What to work on:
In the yeast prion text, quote the passage that starts at the words "She weaves together" and stops after "to environmental stresses.".

Text:
This post was written during early stages of trying to understand a complex scientific problem, and we didn't get everything right. The original author no longer endorses the content of this post. It is being left online for historical reasons, but read at your own risk.

We just finished having our minds blown by this two-part lecture by Susan Lindquist.

Part I:

Part II:

She weaves together prion misfolding and associated (mammalian) pathology with evidence about the (not-necessarily-pathological) effect of prion aggregate formation in yeast, focusing on the epigenetic nature of the trait in yeast.  She ultimately builds to a hypothesis that the prion protein (in yeast, at least) has been selected by evolution precisely for its ability to misfold and thereby to enable a flood of phenotypic variation in yeast in response to environmental stresses.

As I understand it, the prion in yeast is actually just one region of a protein, of which another important region is responsible for enforcing the observation of the stop codon during protein translation.   In yeast cells where the prions are soluble, this protein moves freely about the cell and causes translation to stop at a stop codon.  In yeast cells where a “misfolded” prion occurs spontaneously or is introduced, quickly all of the prions will form aggregates, and in so doing, they take the translation termination factor out of circulation.  This means that many stop codons will be read-through on translation, which in turn means that thousands of unexpressed regions in the yeast genome will suddenly be expressed.  Because these regions are normally unexpressed, they are free to accumulate a large number of mutations and so their sudden expression results in a vast variety in yeast phenotype.

Extracted material:
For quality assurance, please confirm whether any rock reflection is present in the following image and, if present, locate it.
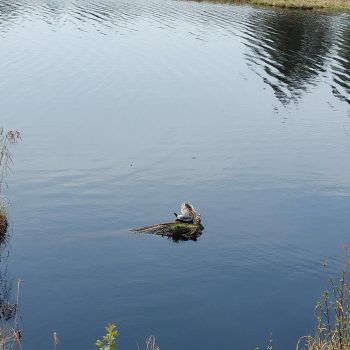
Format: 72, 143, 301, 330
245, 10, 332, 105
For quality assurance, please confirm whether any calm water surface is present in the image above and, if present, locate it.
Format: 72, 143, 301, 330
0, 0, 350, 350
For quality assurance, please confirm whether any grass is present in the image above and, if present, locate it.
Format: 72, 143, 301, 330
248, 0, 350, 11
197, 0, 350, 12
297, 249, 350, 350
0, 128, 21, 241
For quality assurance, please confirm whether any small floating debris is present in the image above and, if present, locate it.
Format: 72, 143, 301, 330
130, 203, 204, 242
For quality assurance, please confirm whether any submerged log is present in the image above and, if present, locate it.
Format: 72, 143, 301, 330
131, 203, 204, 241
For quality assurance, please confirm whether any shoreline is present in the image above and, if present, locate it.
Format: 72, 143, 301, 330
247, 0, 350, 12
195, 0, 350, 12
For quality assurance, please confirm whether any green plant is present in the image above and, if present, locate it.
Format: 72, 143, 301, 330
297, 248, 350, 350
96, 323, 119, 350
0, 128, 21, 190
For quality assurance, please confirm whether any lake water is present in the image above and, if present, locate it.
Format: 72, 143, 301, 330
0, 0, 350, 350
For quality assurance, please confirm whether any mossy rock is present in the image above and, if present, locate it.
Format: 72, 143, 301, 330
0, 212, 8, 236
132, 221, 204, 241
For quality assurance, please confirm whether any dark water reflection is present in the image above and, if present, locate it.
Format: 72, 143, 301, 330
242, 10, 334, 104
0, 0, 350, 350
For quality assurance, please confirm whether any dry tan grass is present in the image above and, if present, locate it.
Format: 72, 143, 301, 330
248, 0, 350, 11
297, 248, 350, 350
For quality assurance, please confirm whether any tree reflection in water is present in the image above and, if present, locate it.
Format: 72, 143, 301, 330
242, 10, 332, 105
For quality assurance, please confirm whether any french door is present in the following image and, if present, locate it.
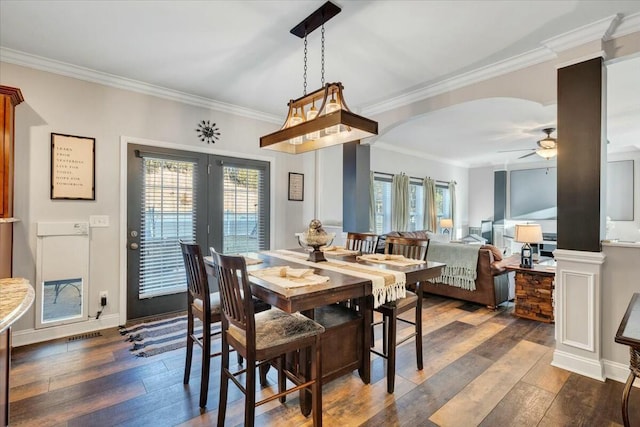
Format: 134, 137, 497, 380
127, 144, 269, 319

==

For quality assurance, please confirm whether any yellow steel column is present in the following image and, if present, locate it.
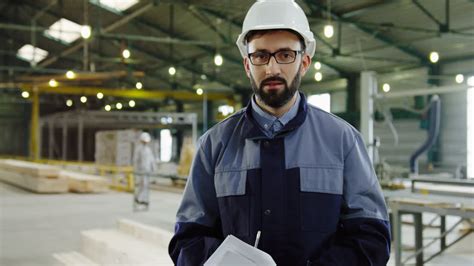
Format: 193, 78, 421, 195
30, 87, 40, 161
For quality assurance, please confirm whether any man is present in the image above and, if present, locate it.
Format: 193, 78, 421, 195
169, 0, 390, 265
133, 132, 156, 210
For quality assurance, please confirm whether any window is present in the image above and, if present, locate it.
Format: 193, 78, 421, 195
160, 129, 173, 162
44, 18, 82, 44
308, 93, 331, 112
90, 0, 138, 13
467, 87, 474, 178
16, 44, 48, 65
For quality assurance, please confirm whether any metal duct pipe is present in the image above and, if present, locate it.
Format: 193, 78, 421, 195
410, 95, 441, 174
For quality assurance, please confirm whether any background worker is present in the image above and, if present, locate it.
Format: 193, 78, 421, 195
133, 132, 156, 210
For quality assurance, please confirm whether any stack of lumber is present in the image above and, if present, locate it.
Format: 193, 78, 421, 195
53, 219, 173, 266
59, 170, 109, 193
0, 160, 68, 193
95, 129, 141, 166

Completed task:
She weaves together prion misfolding and associated (mammalian) pathology with evidence about the (not-necessarily-pathological) effect of prion aggregate formation in yeast, focusing on the epigenetic nature of the trait in yeast.  She ultimately builds to a hypothesis that the prion protein (in yeast, at least) has been selected by evolution precisely for its ability to misfold and thereby to enable a flood of phenotypic variation in yeast in response to environmental stresses.